• _Direction_
Reproduce the listing below line for line, without changing anything.

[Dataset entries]
▬▬▬▬▬▬
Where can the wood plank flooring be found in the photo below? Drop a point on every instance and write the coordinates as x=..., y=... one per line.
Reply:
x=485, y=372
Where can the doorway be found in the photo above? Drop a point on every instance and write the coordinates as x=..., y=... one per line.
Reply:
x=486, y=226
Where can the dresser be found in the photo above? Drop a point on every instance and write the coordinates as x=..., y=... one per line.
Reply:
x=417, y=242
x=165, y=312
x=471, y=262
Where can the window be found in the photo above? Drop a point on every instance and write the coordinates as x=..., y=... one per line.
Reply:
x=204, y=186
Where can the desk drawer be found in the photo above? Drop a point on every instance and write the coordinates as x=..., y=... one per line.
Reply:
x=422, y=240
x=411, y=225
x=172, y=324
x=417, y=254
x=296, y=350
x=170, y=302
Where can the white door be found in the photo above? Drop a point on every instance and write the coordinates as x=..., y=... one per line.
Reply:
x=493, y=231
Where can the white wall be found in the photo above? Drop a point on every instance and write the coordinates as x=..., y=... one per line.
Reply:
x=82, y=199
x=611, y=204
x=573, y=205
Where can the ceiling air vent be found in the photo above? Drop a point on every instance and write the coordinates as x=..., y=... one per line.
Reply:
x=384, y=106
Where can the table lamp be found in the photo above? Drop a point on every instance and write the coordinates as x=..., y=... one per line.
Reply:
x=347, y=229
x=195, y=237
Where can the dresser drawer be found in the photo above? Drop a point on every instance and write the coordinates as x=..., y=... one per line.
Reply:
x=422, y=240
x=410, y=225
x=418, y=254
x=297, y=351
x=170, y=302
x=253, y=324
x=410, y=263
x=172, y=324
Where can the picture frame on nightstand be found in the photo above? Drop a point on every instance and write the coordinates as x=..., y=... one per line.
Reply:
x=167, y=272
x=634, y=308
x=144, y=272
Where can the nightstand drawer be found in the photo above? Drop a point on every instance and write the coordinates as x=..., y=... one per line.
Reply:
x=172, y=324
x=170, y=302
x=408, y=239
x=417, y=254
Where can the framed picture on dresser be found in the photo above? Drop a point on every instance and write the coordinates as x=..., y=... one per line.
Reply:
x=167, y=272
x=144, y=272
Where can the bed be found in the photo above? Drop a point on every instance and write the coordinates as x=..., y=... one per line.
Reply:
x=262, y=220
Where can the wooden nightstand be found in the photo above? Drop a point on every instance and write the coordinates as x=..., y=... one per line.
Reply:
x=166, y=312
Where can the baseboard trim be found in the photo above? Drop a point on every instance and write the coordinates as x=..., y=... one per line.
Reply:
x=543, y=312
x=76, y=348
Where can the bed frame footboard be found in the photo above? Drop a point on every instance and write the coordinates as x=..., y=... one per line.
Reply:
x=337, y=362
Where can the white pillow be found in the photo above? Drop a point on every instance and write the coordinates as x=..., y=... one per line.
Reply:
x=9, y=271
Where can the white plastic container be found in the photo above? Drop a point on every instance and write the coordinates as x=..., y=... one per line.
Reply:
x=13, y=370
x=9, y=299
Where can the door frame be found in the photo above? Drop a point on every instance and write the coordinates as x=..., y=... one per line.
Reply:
▬▬▬▬▬▬
• _Worked solution_
Where can the wood plank flooring be found in the photo below? Drop a point on every instance and write the coordinates as x=..., y=... one per line.
Reply:
x=485, y=372
Where can the doorway be found in the photo above? Drop a point on every instance and write the coordinates as x=..., y=... one per line.
Reply:
x=486, y=226
Where can the dresser be found in the photo above? Drop a point on every instance and write the coordinates as x=..., y=... one per line.
Reply:
x=417, y=242
x=165, y=312
x=471, y=262
Where can the window be found in the photo above? Drop a point on every instance and write the coordinates as x=..., y=... one per line.
Reply:
x=204, y=186
Where can the desk drawer be found in the photo above? Drop a point on every instance and write the coordinates as x=..., y=... one per line.
Reply:
x=422, y=240
x=411, y=225
x=172, y=324
x=417, y=254
x=296, y=350
x=170, y=302
Where can the white door be found in the photo above? Drop a point on every instance and write the coordinates as x=..., y=... one per line.
Reply:
x=493, y=231
Where can the white wall be found in the photo above? Drop a point on every instance and write the coordinates as x=..., y=... one per line.
Reply:
x=82, y=199
x=611, y=204
x=573, y=205
Where can the ceiling air vent be found in the photo above? Drop a point on every instance and write the coordinates as x=..., y=... one per line.
Reply:
x=384, y=106
Where can the table lamp be found in the photo above? Drop a point on every instance and write the coordinates as x=..., y=... one per line.
Reply:
x=347, y=229
x=195, y=237
Where can the dresser drawer be found in the photo above? Drop a point on every instance and write the coordinates as x=..., y=... one per line.
Reply:
x=422, y=240
x=410, y=225
x=418, y=254
x=297, y=351
x=170, y=302
x=253, y=324
x=410, y=263
x=172, y=324
Where can the picture frame on nightstand be found in the photo above? Drop a point on every instance and write the coordinates as x=..., y=... one per line.
Reply:
x=167, y=272
x=634, y=308
x=144, y=272
Where can the nightstand drawer be found in the photo above? Drop a point on every instance and write the coordinates as x=..., y=... one per line.
Reply:
x=172, y=324
x=170, y=302
x=408, y=239
x=417, y=254
Where can the framed picture on dresser be found in the photo above? Drop a point on every instance and write the coordinates as x=..., y=... one per line.
Reply:
x=167, y=272
x=144, y=272
Where can the bed be found in the photo above? Drop a point on every instance and write the coordinates as x=..., y=... one per line.
Reply:
x=262, y=220
Where can the wooden nightstand be found in the photo above? Drop a point on every instance and write the coordinates as x=..., y=... one per line.
Reply:
x=166, y=312
Where can the baseboard trim be found in the photo above? Drop a point on every instance and write the coordinates as x=..., y=... one per line.
Reply:
x=543, y=312
x=76, y=348
Where can the bed frame footboard be found in the photo above? Drop a point on every instance and write the coordinates as x=..., y=... one per line.
Reply:
x=337, y=362
Where can the white pillow be found in the photo above? Drop a point on every instance and write the coordinates as x=..., y=... one per line.
Reply:
x=9, y=271
Where can the white plastic container be found in the photo above? Drop a point on every instance and write the coordinates as x=..., y=... one per line.
Reply:
x=13, y=370
x=9, y=299
Where can the door frame be found in the photo above? Drop a point on every instance and write the coordinates as x=..., y=... one per line.
Reply:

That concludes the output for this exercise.